*EXERCISE INSTRUCTIONS:* Return each line of the records that contains the string "face". Case counts.

*Excerpts from segmentation records:*

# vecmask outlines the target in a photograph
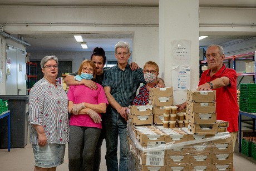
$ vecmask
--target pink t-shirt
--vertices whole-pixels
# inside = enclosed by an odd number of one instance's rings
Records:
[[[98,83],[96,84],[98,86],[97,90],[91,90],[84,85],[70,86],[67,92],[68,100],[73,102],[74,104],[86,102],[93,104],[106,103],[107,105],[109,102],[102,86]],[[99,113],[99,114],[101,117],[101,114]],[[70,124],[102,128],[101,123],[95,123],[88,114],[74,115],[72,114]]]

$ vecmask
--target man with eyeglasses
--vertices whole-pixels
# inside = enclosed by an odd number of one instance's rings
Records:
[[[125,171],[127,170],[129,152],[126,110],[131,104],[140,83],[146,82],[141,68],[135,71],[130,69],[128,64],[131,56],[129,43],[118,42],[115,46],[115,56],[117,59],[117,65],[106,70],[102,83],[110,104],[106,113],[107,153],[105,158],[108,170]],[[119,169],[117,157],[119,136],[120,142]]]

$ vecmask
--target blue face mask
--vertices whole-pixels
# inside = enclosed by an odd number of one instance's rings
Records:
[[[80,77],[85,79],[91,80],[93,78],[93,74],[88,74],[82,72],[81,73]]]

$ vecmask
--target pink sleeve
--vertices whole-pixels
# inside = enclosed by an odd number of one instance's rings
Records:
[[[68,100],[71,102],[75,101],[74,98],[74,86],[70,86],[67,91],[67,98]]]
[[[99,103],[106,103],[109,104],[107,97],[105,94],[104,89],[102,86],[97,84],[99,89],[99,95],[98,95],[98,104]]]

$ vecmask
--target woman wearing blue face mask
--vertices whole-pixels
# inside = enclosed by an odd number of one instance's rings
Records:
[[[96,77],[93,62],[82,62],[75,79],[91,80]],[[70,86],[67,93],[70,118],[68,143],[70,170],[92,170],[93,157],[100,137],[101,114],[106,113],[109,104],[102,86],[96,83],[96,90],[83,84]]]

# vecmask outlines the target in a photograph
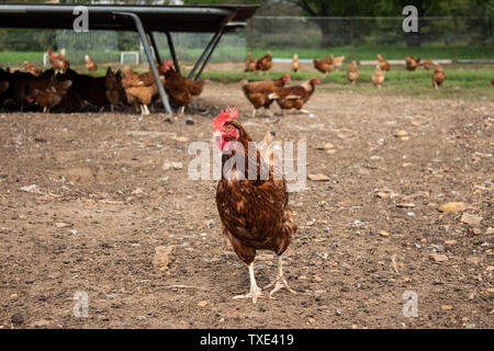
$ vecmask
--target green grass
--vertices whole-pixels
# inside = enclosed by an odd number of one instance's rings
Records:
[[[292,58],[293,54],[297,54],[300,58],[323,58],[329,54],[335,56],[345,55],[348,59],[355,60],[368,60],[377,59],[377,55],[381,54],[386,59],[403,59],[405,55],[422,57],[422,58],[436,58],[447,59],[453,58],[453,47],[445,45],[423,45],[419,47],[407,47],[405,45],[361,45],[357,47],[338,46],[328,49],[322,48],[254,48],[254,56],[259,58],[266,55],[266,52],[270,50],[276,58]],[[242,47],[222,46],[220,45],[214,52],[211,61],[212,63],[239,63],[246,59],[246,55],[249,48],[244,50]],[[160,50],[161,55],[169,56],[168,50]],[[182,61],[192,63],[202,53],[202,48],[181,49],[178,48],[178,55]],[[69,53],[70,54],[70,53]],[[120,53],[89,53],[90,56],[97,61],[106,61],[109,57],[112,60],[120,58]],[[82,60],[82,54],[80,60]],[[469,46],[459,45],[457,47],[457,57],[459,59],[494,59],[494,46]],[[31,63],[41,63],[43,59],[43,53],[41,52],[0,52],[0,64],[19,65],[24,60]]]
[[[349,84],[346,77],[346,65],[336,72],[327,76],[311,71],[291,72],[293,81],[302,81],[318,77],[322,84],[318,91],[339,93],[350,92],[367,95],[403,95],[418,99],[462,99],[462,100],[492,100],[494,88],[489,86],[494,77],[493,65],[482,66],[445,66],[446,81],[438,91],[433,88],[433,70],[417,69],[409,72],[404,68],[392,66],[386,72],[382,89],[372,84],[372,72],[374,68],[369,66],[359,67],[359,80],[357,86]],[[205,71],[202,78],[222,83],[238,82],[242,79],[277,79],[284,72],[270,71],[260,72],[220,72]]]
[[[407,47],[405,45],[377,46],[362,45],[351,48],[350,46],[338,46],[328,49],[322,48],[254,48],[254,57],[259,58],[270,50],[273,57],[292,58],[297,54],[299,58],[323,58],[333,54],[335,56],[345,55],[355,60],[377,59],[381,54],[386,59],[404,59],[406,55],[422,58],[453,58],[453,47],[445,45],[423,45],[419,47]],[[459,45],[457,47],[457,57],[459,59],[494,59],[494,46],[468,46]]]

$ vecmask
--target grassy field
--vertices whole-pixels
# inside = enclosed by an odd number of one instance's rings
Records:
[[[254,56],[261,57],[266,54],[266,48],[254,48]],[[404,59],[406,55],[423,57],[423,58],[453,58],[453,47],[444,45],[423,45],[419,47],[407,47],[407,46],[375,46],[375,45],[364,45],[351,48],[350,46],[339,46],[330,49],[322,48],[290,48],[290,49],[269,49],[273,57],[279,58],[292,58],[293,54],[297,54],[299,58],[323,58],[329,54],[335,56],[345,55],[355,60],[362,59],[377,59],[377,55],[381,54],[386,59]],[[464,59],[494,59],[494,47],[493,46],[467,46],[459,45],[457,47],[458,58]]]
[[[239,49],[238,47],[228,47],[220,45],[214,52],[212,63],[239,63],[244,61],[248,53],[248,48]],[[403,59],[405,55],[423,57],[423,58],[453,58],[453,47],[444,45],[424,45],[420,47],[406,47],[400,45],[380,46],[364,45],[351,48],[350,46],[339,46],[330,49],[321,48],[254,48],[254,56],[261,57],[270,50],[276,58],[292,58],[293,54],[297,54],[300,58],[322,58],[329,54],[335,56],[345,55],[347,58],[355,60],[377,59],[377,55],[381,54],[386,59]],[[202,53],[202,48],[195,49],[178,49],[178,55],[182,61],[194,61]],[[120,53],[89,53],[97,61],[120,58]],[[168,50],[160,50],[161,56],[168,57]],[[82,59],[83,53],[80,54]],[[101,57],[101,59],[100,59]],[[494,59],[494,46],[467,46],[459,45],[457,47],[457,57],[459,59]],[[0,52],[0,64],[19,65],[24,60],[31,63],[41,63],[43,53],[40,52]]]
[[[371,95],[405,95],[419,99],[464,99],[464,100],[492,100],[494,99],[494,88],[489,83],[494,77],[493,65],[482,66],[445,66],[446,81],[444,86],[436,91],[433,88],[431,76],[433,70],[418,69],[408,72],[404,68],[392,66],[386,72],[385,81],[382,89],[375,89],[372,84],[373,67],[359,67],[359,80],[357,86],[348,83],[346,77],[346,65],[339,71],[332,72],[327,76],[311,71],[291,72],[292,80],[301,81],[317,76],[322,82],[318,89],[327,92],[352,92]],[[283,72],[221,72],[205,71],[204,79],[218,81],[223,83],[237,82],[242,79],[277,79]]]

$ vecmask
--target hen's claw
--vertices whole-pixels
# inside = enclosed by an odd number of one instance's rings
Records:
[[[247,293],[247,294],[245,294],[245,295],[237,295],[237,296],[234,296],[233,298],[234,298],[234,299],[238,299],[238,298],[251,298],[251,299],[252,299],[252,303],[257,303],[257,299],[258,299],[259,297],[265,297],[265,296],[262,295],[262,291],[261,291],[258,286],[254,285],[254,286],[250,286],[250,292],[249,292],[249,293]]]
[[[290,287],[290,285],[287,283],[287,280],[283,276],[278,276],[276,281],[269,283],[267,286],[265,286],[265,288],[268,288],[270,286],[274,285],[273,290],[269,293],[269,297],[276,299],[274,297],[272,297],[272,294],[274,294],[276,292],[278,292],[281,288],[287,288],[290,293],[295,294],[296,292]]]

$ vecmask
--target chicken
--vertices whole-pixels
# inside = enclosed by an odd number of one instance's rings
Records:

*SOLUTION TO THIS TASK:*
--target blue face mask
--target woman wearing blue face mask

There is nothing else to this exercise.